▶ _Text block_
=== Begin Enclosure ===
What follows is the question of whether slightly elevated tHcy and MMA as seen in asymptomatic vegetarians represent a prelude to clinical deficiency of vitamin B12 or if instead, these are metabolically satisfactory levels of metabolites that will cause no harm in the long term, that is subclinical cobalamin deficiency. According to Carmel, subclinical cobalamin deficiency is a condition where mild biochemical changes are documented (elevated tHcy and MMA, low vitamin B12 and holo-TC) but the patient is asymptomatic( Reference Carmel 23 ). According to this definition, asymptomatic individuals presenting with elevated tHcy and low vitamin B12 and holo-TC in the study by Naik et al. ( Reference Naik, Mahalle and Bhide 16 ) would classify as having subclinical cobalamin deficiency( Reference Carmel 23 ). Carmel described that subclinical deficiency of cobalamin rarely progresses into clinical deficiency( Reference Carmel 23 ), which brings us to the next issue: should vegetarian individuals with subclinical cobalamin deficiency receive treatment with cobalamin? If so, what should be the dose and form of administration? A possibility exists that what classifies as subclinical cobalamin deficiency in omnivores may not represent a status of abnormal vitamin B12 homoeostasis in plant-based individuals. Conceivably, applying reference values and cut-offs established from studying omnivorous populations may lead to the over-diagnosis of vitamin B12 deficiency in vegetarians and vegans. More broadly, the meaning of elevated tHcy and the impact of hyperhomocystinaemia on health remain a debate( Reference Hannibal and Blom 24 ). The finding that patients with classical homocystinuria (deficiency of the enzyme cystathionine β-synthase) sustain good health by staying at a target level of tHcy under 120 µm, that is well beyond the accepted normal range( Reference Morris, Kozich and Santra 25 ), questions the suitability of the tHcy reference values in plasma whereby 15 µm is defined as the upper limit. Vegetarian populations who naturally consume lower amounts of vitamin B12 may exhibit tHcy concentrations higher than 15 µm, without it representing a health threat.
=== End Enclosure ===
▶ _Supplied data_
=== Begin Enclosure ===
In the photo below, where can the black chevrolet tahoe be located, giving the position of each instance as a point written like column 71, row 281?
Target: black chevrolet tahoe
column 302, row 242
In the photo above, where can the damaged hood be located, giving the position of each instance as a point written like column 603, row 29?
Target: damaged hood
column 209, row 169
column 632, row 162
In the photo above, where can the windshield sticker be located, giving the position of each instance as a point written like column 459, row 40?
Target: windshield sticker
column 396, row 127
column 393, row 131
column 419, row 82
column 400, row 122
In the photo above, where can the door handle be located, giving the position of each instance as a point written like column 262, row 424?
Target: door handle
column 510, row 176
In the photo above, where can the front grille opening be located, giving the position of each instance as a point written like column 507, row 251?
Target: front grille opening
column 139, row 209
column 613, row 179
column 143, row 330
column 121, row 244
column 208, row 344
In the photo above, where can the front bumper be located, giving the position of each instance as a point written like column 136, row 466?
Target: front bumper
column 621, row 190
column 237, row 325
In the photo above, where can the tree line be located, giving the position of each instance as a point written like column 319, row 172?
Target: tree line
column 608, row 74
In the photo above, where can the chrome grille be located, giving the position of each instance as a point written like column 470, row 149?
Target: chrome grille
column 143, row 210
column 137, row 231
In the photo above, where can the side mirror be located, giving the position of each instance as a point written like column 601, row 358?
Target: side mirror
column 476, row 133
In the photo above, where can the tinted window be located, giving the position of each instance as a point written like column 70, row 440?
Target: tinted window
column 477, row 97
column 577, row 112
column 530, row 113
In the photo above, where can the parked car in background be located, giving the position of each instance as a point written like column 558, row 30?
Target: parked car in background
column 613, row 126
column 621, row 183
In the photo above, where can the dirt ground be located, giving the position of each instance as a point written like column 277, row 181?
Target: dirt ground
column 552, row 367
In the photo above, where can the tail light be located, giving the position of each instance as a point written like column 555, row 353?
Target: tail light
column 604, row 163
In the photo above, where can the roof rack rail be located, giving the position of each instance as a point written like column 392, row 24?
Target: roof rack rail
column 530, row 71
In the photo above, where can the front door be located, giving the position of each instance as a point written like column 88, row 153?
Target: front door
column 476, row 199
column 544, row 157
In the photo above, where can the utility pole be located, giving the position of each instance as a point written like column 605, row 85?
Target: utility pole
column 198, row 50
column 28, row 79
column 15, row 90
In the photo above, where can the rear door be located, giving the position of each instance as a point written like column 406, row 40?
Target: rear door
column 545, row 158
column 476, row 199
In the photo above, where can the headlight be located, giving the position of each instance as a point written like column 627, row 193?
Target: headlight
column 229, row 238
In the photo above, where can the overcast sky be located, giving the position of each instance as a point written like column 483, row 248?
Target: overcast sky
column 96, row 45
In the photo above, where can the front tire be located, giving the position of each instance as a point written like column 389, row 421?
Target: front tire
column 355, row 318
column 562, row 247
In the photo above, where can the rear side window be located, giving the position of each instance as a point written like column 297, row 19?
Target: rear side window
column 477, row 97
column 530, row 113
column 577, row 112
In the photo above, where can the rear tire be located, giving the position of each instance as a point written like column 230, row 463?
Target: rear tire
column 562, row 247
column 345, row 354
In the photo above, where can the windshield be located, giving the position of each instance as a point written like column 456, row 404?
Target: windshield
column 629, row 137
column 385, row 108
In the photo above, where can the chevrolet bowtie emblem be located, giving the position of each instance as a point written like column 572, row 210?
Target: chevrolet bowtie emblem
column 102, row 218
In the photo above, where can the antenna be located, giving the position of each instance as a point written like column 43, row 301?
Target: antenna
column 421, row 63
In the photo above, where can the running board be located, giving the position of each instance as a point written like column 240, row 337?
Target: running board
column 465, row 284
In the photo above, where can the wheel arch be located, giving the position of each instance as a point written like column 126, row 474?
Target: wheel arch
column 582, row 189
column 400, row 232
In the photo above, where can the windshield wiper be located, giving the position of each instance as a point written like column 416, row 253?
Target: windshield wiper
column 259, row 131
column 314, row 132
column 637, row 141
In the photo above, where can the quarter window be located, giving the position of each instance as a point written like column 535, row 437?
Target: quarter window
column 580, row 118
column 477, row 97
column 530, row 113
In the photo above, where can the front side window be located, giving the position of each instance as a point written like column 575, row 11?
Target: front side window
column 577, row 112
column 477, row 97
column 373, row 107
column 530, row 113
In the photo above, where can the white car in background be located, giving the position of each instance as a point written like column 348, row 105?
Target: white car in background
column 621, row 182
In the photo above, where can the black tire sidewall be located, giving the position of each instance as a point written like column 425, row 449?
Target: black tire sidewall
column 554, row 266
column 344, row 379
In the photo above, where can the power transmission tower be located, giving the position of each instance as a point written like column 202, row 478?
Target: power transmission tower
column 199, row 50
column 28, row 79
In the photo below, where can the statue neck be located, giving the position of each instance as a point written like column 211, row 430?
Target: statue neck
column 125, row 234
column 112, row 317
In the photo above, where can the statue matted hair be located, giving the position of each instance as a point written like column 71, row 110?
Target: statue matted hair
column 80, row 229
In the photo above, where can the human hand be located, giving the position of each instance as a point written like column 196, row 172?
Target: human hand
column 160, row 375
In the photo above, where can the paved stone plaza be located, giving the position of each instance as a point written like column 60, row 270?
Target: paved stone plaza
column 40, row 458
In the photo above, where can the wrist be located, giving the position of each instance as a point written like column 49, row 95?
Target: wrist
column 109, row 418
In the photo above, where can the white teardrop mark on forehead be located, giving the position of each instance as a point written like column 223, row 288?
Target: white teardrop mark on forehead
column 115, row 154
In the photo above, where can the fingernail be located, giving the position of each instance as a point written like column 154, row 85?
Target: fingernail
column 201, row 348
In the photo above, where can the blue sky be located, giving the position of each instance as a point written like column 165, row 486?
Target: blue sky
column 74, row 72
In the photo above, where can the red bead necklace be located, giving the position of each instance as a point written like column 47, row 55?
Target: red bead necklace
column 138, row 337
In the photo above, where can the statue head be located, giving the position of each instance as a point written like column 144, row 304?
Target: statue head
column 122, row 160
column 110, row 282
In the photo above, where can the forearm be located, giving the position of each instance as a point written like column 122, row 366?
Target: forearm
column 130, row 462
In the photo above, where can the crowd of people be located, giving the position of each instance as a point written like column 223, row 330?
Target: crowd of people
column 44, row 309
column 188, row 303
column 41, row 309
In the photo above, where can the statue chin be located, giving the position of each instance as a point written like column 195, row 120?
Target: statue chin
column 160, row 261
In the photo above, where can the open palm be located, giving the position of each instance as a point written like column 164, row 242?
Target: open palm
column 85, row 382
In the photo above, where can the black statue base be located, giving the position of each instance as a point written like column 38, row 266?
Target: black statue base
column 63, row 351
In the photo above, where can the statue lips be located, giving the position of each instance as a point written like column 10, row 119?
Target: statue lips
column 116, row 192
=== End Enclosure ===
▶ _What this exercise asks_
(a) In the passage on vitamin B12 status in vegetarians, what total homocysteine level do patients with classical homocystinuria stay under while keeping good health?
(b) Write what comes next in the passage on vitamin B12 status in vegetarians, starting after its final sentence.
The records come from a different source than the text.

▶ _Responses per task_
(a) They stay under 120 µm.

(b)
Should a new reference interval for assessing vitamin B12 status be considered when examining human populations that pursue a predominantly plant-based lifestyle as proposed by Naik et al.? In light of current knowledge this proposal is a reasonable one, yet the definite answer to this question demands further study in larger cohorts of humans who have adopted vegetarianism both short and long term. Further, a mathematical expression that combines two, three or four biomarkers of vitamin B12 status, namely the cB12 index, has been shown to be a more reliable indicator of vitamin B12 status( Reference Fedosov, Brito and Miller 26 Reference Brito, Verdugo and Hertrampf 28 ). It would be valuable to examine the performance of the cB12 index with and without the introduction of new cut-off points for the accurate and timely diagnosis of vitamin B12 deficiency in vegetarians.

Another consideration that emerges from this analysis is what supplemental dose of cobalamin should be recommended to support good health in vegetarians? The most recent recommendation for strict vegetarians is a small oral dose of 2–6 µg daily( Reference Carmel 29 ). Higher doses were only recommended if absorption problems are confirmed in individual cases. Further, patients who recovered from a clinical cobalamin deficiency and have no absorption problems can be maintained safely with low-dose daily supplements in the range of 5–10 µg of cobalamin( Reference Carmel 29 ). Therapeutic doses of cobalamin (1 mg daily doses, 4 weeks( Reference Carmel 29 )) are recommended to individuals with subclinical cobalamin deficiency only when the patient exhibits ‘sufficiently suspicious clinical findings’( Reference Carmel 29 ).

Special populations, whether omnivore or vegetarian, where vitamin B12 demands may not be met satisfactorily should be considered with caution. This includes the elderly and women in reproductive age attempting to conceive or who are pregnant. Elders with inefficient absorption of vitamin B12, a natural condition that together with lower dietary intake may increase the risk of acquiring a deficiency in vegetarians more so than in omnivores. In the case of women attempting to conceive or already pregnant, it must be remembered that depletion of serum vitamin B12 occurs much later than cellular depletion and elevation of metabolites in serum, making serum vitamin B12 a poor stand-alone marker of cobalamin status( Reference Herbert 19 , Reference Nexo, Christensen and Hvas 30 ). Therefore, a conceiving woman with depleted cellular vitamin B12 may seriously compromise embryogenesis and early development, as the fetus relies entirely on the maternal supply of vitamin B12 via the placenta. It is highly recommended that vegetarian and vegan women in reproductive age take a vitamin B12 supplement before conception as well as during pregnancy and breast-feeding to ensure sufficient supplies of the micronutrient to the baby.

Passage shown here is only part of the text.